- _Exercise brief_: Could you give the data that follows again exactly, without its pictures?

Dataset items
----------
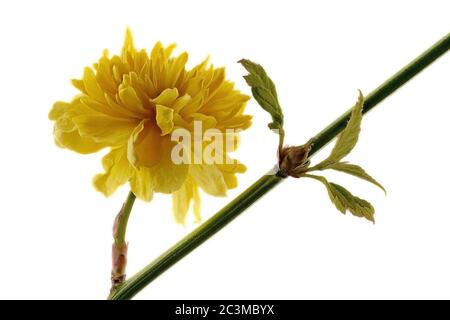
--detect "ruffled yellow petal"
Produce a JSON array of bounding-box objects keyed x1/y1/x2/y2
[
  {"x1": 189, "y1": 113, "x2": 217, "y2": 129},
  {"x1": 164, "y1": 43, "x2": 176, "y2": 58},
  {"x1": 81, "y1": 96, "x2": 136, "y2": 119},
  {"x1": 217, "y1": 161, "x2": 247, "y2": 174},
  {"x1": 130, "y1": 168, "x2": 154, "y2": 201},
  {"x1": 73, "y1": 113, "x2": 138, "y2": 146},
  {"x1": 51, "y1": 101, "x2": 107, "y2": 154},
  {"x1": 118, "y1": 85, "x2": 147, "y2": 115},
  {"x1": 172, "y1": 177, "x2": 193, "y2": 224},
  {"x1": 153, "y1": 88, "x2": 179, "y2": 106},
  {"x1": 150, "y1": 162, "x2": 189, "y2": 194},
  {"x1": 179, "y1": 95, "x2": 205, "y2": 117},
  {"x1": 223, "y1": 173, "x2": 238, "y2": 189},
  {"x1": 218, "y1": 114, "x2": 252, "y2": 130},
  {"x1": 95, "y1": 53, "x2": 117, "y2": 94},
  {"x1": 190, "y1": 164, "x2": 227, "y2": 196},
  {"x1": 172, "y1": 177, "x2": 201, "y2": 224},
  {"x1": 71, "y1": 79, "x2": 86, "y2": 94},
  {"x1": 148, "y1": 137, "x2": 189, "y2": 193},
  {"x1": 93, "y1": 147, "x2": 132, "y2": 196},
  {"x1": 49, "y1": 102, "x2": 69, "y2": 120},
  {"x1": 54, "y1": 128, "x2": 106, "y2": 154},
  {"x1": 155, "y1": 105, "x2": 174, "y2": 135},
  {"x1": 165, "y1": 52, "x2": 188, "y2": 88},
  {"x1": 82, "y1": 67, "x2": 106, "y2": 102},
  {"x1": 172, "y1": 94, "x2": 191, "y2": 113},
  {"x1": 217, "y1": 160, "x2": 246, "y2": 190},
  {"x1": 192, "y1": 181, "x2": 201, "y2": 222},
  {"x1": 127, "y1": 120, "x2": 162, "y2": 167},
  {"x1": 127, "y1": 122, "x2": 188, "y2": 193},
  {"x1": 55, "y1": 116, "x2": 75, "y2": 132},
  {"x1": 123, "y1": 28, "x2": 135, "y2": 53}
]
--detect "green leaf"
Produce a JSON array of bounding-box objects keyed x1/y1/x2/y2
[
  {"x1": 326, "y1": 162, "x2": 386, "y2": 194},
  {"x1": 329, "y1": 90, "x2": 364, "y2": 160},
  {"x1": 330, "y1": 183, "x2": 375, "y2": 222},
  {"x1": 304, "y1": 174, "x2": 375, "y2": 223},
  {"x1": 311, "y1": 91, "x2": 364, "y2": 170},
  {"x1": 238, "y1": 59, "x2": 284, "y2": 131}
]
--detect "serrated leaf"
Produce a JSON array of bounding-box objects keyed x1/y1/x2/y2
[
  {"x1": 330, "y1": 183, "x2": 375, "y2": 222},
  {"x1": 239, "y1": 59, "x2": 283, "y2": 131},
  {"x1": 329, "y1": 90, "x2": 364, "y2": 160},
  {"x1": 304, "y1": 174, "x2": 375, "y2": 223},
  {"x1": 311, "y1": 91, "x2": 364, "y2": 170},
  {"x1": 326, "y1": 162, "x2": 386, "y2": 194}
]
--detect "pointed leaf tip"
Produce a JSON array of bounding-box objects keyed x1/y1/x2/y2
[
  {"x1": 327, "y1": 162, "x2": 386, "y2": 194},
  {"x1": 308, "y1": 90, "x2": 365, "y2": 170},
  {"x1": 239, "y1": 58, "x2": 284, "y2": 132},
  {"x1": 304, "y1": 174, "x2": 375, "y2": 223}
]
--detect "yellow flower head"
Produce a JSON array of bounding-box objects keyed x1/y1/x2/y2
[{"x1": 49, "y1": 30, "x2": 251, "y2": 223}]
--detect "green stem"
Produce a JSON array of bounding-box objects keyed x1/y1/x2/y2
[
  {"x1": 109, "y1": 32, "x2": 450, "y2": 300},
  {"x1": 278, "y1": 127, "x2": 285, "y2": 157},
  {"x1": 114, "y1": 191, "x2": 136, "y2": 247},
  {"x1": 110, "y1": 191, "x2": 136, "y2": 293}
]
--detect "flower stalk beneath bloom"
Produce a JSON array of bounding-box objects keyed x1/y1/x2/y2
[{"x1": 110, "y1": 191, "x2": 136, "y2": 294}]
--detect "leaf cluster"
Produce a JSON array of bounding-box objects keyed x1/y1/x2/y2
[
  {"x1": 240, "y1": 60, "x2": 385, "y2": 223},
  {"x1": 304, "y1": 91, "x2": 385, "y2": 222}
]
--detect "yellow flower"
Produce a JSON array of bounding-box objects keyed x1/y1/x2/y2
[{"x1": 49, "y1": 30, "x2": 251, "y2": 223}]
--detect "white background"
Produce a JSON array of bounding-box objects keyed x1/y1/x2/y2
[{"x1": 0, "y1": 0, "x2": 449, "y2": 300}]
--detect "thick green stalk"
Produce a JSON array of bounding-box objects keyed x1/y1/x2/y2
[{"x1": 109, "y1": 33, "x2": 450, "y2": 300}]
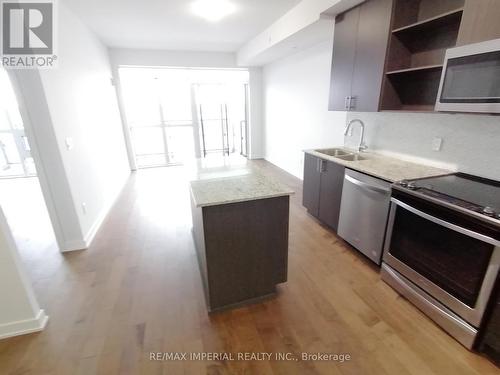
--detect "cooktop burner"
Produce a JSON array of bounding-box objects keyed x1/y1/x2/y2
[{"x1": 396, "y1": 173, "x2": 500, "y2": 221}]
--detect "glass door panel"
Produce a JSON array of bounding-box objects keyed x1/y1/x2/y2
[
  {"x1": 165, "y1": 126, "x2": 195, "y2": 165},
  {"x1": 120, "y1": 68, "x2": 196, "y2": 168},
  {"x1": 130, "y1": 127, "x2": 166, "y2": 168},
  {"x1": 160, "y1": 84, "x2": 192, "y2": 123},
  {"x1": 199, "y1": 119, "x2": 226, "y2": 156}
]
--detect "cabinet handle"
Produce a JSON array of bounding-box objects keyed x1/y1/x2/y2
[
  {"x1": 317, "y1": 158, "x2": 321, "y2": 172},
  {"x1": 349, "y1": 96, "x2": 356, "y2": 110},
  {"x1": 345, "y1": 96, "x2": 350, "y2": 110},
  {"x1": 319, "y1": 160, "x2": 326, "y2": 173}
]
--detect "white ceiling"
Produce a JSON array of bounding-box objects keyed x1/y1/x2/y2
[{"x1": 63, "y1": 0, "x2": 301, "y2": 51}]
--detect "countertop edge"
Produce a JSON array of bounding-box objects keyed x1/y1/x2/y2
[
  {"x1": 191, "y1": 188, "x2": 294, "y2": 208},
  {"x1": 304, "y1": 149, "x2": 452, "y2": 182}
]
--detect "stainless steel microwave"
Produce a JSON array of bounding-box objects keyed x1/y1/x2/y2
[{"x1": 435, "y1": 38, "x2": 500, "y2": 113}]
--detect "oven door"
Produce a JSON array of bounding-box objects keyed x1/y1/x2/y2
[{"x1": 383, "y1": 198, "x2": 500, "y2": 327}]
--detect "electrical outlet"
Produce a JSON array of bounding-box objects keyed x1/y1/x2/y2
[
  {"x1": 432, "y1": 137, "x2": 443, "y2": 152},
  {"x1": 81, "y1": 202, "x2": 87, "y2": 214}
]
----------
- _Output below_:
--detect "ruffled yellow petal"
Produce a JSON array of bounding-box objects keyed x1/y1/x2/y2
[
  {"x1": 189, "y1": 113, "x2": 217, "y2": 129},
  {"x1": 164, "y1": 43, "x2": 176, "y2": 58},
  {"x1": 81, "y1": 96, "x2": 136, "y2": 119},
  {"x1": 217, "y1": 161, "x2": 247, "y2": 174},
  {"x1": 130, "y1": 168, "x2": 154, "y2": 201},
  {"x1": 73, "y1": 113, "x2": 138, "y2": 146},
  {"x1": 51, "y1": 101, "x2": 107, "y2": 154},
  {"x1": 118, "y1": 85, "x2": 147, "y2": 115},
  {"x1": 172, "y1": 177, "x2": 193, "y2": 224},
  {"x1": 153, "y1": 88, "x2": 179, "y2": 106},
  {"x1": 150, "y1": 162, "x2": 189, "y2": 194},
  {"x1": 179, "y1": 95, "x2": 205, "y2": 117},
  {"x1": 223, "y1": 173, "x2": 238, "y2": 189},
  {"x1": 218, "y1": 114, "x2": 252, "y2": 130},
  {"x1": 95, "y1": 53, "x2": 117, "y2": 94},
  {"x1": 190, "y1": 164, "x2": 227, "y2": 196},
  {"x1": 172, "y1": 177, "x2": 201, "y2": 224},
  {"x1": 71, "y1": 79, "x2": 86, "y2": 94},
  {"x1": 148, "y1": 137, "x2": 189, "y2": 193},
  {"x1": 93, "y1": 147, "x2": 132, "y2": 196},
  {"x1": 49, "y1": 102, "x2": 69, "y2": 120},
  {"x1": 54, "y1": 128, "x2": 106, "y2": 154},
  {"x1": 155, "y1": 105, "x2": 174, "y2": 135},
  {"x1": 165, "y1": 52, "x2": 188, "y2": 88},
  {"x1": 82, "y1": 67, "x2": 106, "y2": 102},
  {"x1": 172, "y1": 94, "x2": 191, "y2": 113},
  {"x1": 217, "y1": 160, "x2": 246, "y2": 190},
  {"x1": 192, "y1": 181, "x2": 201, "y2": 222},
  {"x1": 127, "y1": 120, "x2": 162, "y2": 167},
  {"x1": 127, "y1": 122, "x2": 188, "y2": 193},
  {"x1": 55, "y1": 116, "x2": 75, "y2": 132},
  {"x1": 123, "y1": 28, "x2": 135, "y2": 53}
]
--detect "green leaf"
Produce a JSON array of bounding-box objects keyed x1/y1/x2/y2
[
  {"x1": 326, "y1": 162, "x2": 386, "y2": 194},
  {"x1": 329, "y1": 90, "x2": 364, "y2": 160},
  {"x1": 330, "y1": 183, "x2": 375, "y2": 222},
  {"x1": 304, "y1": 174, "x2": 375, "y2": 223},
  {"x1": 311, "y1": 91, "x2": 364, "y2": 170},
  {"x1": 238, "y1": 59, "x2": 284, "y2": 131}
]
--detect "serrated leaf"
Produce a JSON array of bounding-box objects keyed x1/y1/x2/y2
[
  {"x1": 330, "y1": 183, "x2": 375, "y2": 222},
  {"x1": 239, "y1": 59, "x2": 283, "y2": 131},
  {"x1": 329, "y1": 90, "x2": 364, "y2": 160},
  {"x1": 304, "y1": 174, "x2": 375, "y2": 223},
  {"x1": 311, "y1": 91, "x2": 364, "y2": 170},
  {"x1": 326, "y1": 162, "x2": 386, "y2": 194}
]
--detect "pointed leaf tip"
Produce a JSON array of bounding-box objects keyed x1/y1/x2/y2
[
  {"x1": 327, "y1": 162, "x2": 386, "y2": 194},
  {"x1": 308, "y1": 90, "x2": 365, "y2": 170},
  {"x1": 239, "y1": 58, "x2": 284, "y2": 132},
  {"x1": 304, "y1": 174, "x2": 375, "y2": 223}
]
--detect "yellow flower head"
Produce a JSON array of bounding-box objects keyed x1/y1/x2/y2
[{"x1": 49, "y1": 30, "x2": 251, "y2": 223}]
--detect "green stem"
Produce a JSON array of bounding-box objects keyed x1/y1/x2/y2
[
  {"x1": 109, "y1": 32, "x2": 450, "y2": 300},
  {"x1": 278, "y1": 127, "x2": 285, "y2": 157},
  {"x1": 114, "y1": 191, "x2": 136, "y2": 247},
  {"x1": 110, "y1": 191, "x2": 136, "y2": 293}
]
--detect "flower stalk beneath bloom"
Produce a JSON array of bounding-box objects keyed x1/y1/x2/y2
[{"x1": 110, "y1": 191, "x2": 136, "y2": 294}]
--detect "leaf cluster"
Produce a JSON array of bounding-box objects keyed x1/y1/x2/y2
[
  {"x1": 240, "y1": 60, "x2": 385, "y2": 223},
  {"x1": 304, "y1": 91, "x2": 385, "y2": 222}
]
--detect "yellow flower"
Produce a JSON array of bounding-box objects keyed x1/y1/x2/y2
[{"x1": 49, "y1": 30, "x2": 251, "y2": 223}]
--detect "white background"
Produce a JSON array of bounding-box objects keyed x1/y1/x2/y2
[{"x1": 0, "y1": 0, "x2": 449, "y2": 300}]
--detect "thick green stalk"
Produce a JSON array of bounding-box objects keyed x1/y1/x2/y2
[{"x1": 109, "y1": 33, "x2": 450, "y2": 300}]
--detect "cooktop burner"
Produce a JSON array of bounding-box objects keyed x1/y1/x2/y2
[{"x1": 396, "y1": 173, "x2": 500, "y2": 221}]
--detect "glass door panel"
Produce a JSON array of bounding-box objects keyed x1/y1/x2/y2
[
  {"x1": 165, "y1": 126, "x2": 195, "y2": 165},
  {"x1": 120, "y1": 68, "x2": 196, "y2": 168},
  {"x1": 130, "y1": 127, "x2": 166, "y2": 168},
  {"x1": 160, "y1": 84, "x2": 192, "y2": 123},
  {"x1": 199, "y1": 119, "x2": 226, "y2": 156}
]
--detect "cabinet handle"
Produce a JSON array of bounding-box objects keyed x1/y1/x2/y2
[
  {"x1": 317, "y1": 158, "x2": 321, "y2": 172},
  {"x1": 349, "y1": 96, "x2": 356, "y2": 110},
  {"x1": 345, "y1": 96, "x2": 350, "y2": 110},
  {"x1": 319, "y1": 160, "x2": 326, "y2": 173}
]
--detect "white ceiling"
Produce a JSON array of bounding-box objects keyed x1/y1/x2/y2
[{"x1": 63, "y1": 0, "x2": 301, "y2": 51}]
--detect "countertop edge"
Produce a JSON array of bounding-box objects keyed x1/y1/x2/y2
[
  {"x1": 191, "y1": 188, "x2": 294, "y2": 208},
  {"x1": 304, "y1": 149, "x2": 452, "y2": 182}
]
--detect "stainless steel microwave"
Produce a JSON array of bounding-box objects keyed x1/y1/x2/y2
[{"x1": 435, "y1": 38, "x2": 500, "y2": 113}]
--detect "oven door"
Produce a JSON array of bounding-box objects keyed x1/y1/x2/y2
[{"x1": 383, "y1": 198, "x2": 500, "y2": 327}]
--detect "electrical outlet"
Produce a JSON array of bounding-box objects keyed x1/y1/x2/y2
[
  {"x1": 432, "y1": 137, "x2": 443, "y2": 152},
  {"x1": 81, "y1": 202, "x2": 87, "y2": 214}
]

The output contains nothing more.